What this task involves |
Please pick out every line of the records below that contains the string "stem", and copy each one.

[Point labeling records]
━━━━━━━━
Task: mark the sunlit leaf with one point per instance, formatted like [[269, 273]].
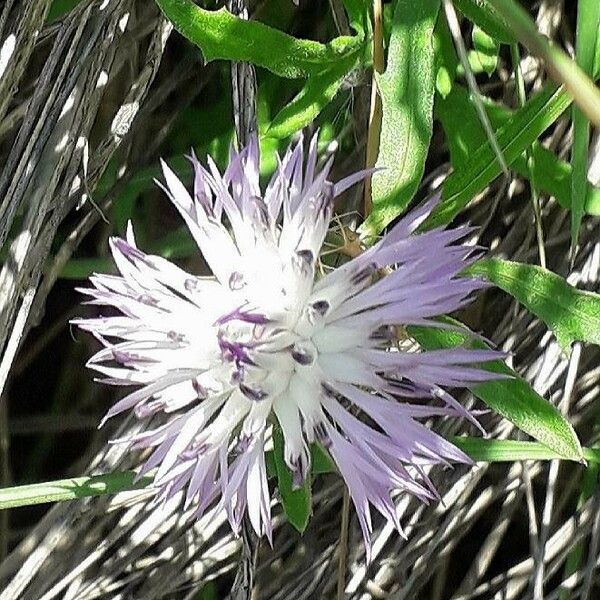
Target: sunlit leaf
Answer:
[[517, 134], [220, 35], [296, 501], [407, 89], [318, 91], [511, 397], [487, 18], [572, 314], [588, 34], [465, 135]]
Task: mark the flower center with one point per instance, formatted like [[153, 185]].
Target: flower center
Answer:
[[263, 353]]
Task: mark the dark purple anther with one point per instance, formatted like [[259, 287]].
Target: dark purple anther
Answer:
[[298, 473], [236, 281], [252, 394], [190, 284], [147, 299], [306, 255], [199, 389], [232, 351], [121, 357], [175, 337], [364, 274], [321, 307], [302, 356], [321, 435], [245, 317]]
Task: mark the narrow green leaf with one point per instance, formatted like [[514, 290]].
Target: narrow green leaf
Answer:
[[487, 450], [465, 135], [407, 89], [588, 29], [446, 60], [484, 56], [485, 16], [296, 502], [59, 8], [358, 14], [318, 91], [219, 34], [70, 489], [572, 314], [558, 64], [512, 397], [517, 134]]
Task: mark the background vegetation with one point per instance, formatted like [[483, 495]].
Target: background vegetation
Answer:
[[469, 96]]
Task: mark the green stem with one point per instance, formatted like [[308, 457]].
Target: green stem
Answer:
[[559, 65], [71, 489]]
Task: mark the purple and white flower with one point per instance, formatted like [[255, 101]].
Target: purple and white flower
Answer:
[[269, 337]]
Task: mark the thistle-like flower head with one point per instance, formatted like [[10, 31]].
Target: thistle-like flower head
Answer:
[[269, 337]]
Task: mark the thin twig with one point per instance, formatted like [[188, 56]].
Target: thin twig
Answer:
[[343, 546], [375, 113], [454, 27], [535, 200]]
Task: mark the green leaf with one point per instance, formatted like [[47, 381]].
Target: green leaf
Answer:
[[588, 29], [487, 18], [484, 56], [70, 489], [59, 8], [558, 64], [296, 502], [220, 35], [572, 314], [487, 450], [318, 91], [482, 167], [446, 61], [407, 89], [465, 135], [512, 397], [358, 14]]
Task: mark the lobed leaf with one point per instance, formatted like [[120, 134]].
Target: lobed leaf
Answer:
[[220, 35], [318, 91], [511, 397]]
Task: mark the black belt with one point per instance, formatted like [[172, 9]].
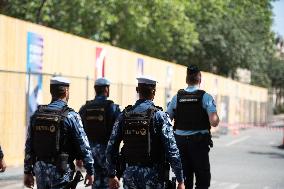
━━━━━━━━
Solution below |
Task: mark the green stem with one point per instance, formatted like [[308, 457]].
Target: green stem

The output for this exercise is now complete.